▼

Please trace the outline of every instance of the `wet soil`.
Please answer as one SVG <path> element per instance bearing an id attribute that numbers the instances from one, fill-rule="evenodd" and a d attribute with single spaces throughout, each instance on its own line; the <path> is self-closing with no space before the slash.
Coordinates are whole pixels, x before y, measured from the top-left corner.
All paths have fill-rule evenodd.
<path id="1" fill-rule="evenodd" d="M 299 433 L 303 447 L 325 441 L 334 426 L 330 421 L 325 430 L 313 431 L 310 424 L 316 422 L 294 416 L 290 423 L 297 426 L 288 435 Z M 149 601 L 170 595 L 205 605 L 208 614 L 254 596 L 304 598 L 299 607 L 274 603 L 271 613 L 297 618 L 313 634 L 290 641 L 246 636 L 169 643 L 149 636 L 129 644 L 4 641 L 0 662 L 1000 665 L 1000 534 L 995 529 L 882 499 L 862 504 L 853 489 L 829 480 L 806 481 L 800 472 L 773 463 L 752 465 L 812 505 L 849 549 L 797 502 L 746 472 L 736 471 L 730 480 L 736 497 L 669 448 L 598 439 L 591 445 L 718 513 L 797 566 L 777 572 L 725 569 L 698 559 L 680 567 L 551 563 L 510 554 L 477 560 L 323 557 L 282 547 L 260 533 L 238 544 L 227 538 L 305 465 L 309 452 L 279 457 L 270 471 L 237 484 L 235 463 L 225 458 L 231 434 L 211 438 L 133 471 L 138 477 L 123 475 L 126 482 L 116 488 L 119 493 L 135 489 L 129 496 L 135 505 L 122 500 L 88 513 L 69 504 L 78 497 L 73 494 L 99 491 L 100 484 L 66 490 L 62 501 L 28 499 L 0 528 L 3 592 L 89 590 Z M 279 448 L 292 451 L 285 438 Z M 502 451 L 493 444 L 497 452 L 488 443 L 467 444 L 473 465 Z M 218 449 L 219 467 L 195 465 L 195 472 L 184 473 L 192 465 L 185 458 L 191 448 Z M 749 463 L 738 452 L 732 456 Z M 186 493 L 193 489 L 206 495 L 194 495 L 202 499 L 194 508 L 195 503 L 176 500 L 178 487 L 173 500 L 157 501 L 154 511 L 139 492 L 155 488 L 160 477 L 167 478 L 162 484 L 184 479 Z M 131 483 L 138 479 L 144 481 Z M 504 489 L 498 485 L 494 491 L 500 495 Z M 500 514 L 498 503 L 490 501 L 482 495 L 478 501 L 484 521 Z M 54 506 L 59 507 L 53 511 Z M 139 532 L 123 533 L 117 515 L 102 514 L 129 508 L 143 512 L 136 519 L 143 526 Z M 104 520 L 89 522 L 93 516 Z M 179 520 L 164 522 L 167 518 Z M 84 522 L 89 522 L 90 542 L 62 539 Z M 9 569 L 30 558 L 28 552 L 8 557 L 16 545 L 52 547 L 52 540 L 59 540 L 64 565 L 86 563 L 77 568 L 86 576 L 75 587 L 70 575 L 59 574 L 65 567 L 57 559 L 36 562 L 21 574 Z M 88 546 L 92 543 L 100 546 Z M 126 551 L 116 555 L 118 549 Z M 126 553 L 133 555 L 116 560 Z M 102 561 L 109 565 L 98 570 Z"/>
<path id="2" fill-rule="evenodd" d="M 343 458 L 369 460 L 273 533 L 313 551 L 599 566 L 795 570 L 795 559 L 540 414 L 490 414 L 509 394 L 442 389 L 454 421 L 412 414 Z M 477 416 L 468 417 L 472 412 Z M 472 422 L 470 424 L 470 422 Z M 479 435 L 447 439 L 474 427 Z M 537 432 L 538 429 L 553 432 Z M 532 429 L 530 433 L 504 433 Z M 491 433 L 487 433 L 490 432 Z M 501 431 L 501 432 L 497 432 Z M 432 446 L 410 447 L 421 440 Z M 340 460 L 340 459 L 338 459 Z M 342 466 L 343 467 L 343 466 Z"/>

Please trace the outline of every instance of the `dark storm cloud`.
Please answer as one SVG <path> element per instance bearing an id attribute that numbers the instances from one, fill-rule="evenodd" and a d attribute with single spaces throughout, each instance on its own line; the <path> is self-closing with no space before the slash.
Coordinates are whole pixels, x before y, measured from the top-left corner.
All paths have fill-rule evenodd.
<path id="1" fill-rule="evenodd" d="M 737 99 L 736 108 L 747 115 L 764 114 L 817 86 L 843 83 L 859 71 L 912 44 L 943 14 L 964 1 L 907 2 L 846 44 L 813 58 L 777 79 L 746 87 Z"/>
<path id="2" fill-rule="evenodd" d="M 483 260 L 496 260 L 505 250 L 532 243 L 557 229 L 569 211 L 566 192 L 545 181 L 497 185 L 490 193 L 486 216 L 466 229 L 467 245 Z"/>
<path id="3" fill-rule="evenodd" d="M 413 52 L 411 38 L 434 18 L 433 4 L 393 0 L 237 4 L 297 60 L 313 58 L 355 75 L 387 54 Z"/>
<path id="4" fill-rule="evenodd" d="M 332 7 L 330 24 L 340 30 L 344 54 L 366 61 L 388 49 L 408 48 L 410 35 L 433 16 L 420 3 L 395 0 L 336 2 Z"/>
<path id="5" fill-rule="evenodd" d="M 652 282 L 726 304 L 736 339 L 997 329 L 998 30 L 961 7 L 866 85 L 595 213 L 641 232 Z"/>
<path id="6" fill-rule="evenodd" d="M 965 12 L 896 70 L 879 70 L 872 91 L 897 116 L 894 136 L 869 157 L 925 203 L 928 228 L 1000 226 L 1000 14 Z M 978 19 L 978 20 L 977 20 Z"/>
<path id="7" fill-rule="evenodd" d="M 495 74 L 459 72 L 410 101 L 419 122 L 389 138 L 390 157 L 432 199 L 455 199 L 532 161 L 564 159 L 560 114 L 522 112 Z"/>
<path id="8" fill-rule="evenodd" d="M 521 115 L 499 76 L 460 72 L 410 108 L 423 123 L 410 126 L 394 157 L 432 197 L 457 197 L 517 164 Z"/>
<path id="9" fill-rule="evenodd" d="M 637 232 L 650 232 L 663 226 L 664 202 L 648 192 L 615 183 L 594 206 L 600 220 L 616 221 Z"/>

▲

__Assignment__
Scan the records for lines that hold "outline", and reproduce each one you find.

__Exercise output__
Please trace the outline of every instance of the `wet soil`.
Please trace the outline of every instance of the `dark storm cloud`.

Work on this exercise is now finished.